-- BEGIN --
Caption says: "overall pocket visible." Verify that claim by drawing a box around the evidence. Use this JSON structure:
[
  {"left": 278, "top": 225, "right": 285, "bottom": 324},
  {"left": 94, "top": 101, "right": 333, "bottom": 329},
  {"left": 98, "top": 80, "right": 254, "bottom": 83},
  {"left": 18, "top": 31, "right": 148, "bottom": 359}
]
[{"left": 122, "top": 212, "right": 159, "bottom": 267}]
-- END --
-- BEGIN --
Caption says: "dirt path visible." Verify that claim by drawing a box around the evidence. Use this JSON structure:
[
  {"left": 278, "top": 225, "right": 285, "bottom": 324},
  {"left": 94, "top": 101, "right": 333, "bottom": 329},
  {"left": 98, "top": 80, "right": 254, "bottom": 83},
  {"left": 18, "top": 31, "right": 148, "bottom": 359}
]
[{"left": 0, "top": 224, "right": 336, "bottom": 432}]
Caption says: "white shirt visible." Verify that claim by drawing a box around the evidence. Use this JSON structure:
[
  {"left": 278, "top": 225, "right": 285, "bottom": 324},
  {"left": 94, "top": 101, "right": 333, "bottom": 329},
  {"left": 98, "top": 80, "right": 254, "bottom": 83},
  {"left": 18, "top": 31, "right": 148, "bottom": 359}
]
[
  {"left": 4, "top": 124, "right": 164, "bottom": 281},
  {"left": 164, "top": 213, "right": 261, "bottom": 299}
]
-- END --
-- BEGIN --
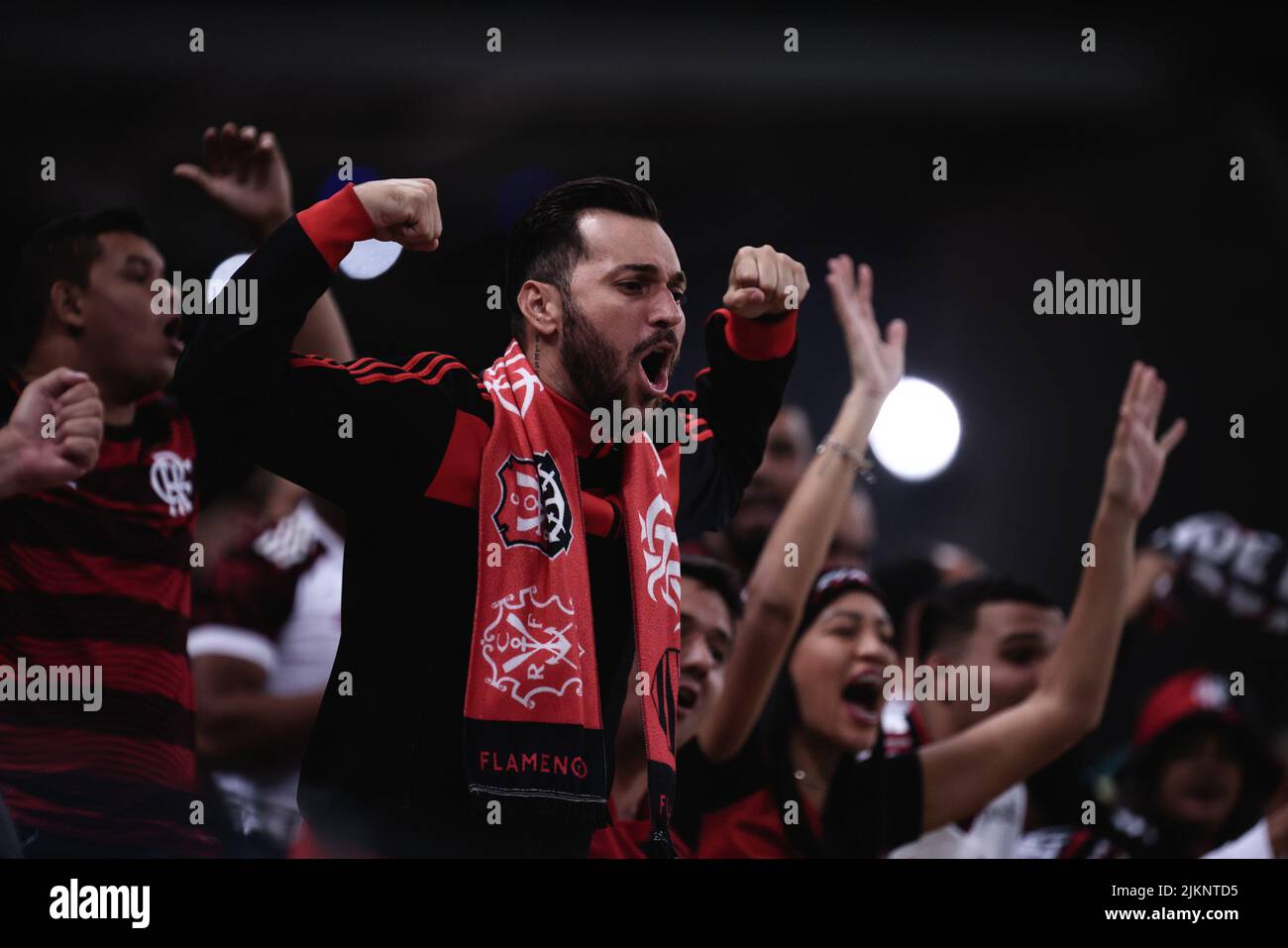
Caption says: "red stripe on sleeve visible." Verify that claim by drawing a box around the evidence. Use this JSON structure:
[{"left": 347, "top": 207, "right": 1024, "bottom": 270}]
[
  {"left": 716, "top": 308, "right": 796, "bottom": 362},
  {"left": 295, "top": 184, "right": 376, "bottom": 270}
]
-- END --
_Problem statement:_ Count the lines in the records above that contain the word "this", and reply with the number alone.

_Exercise solution:_ 4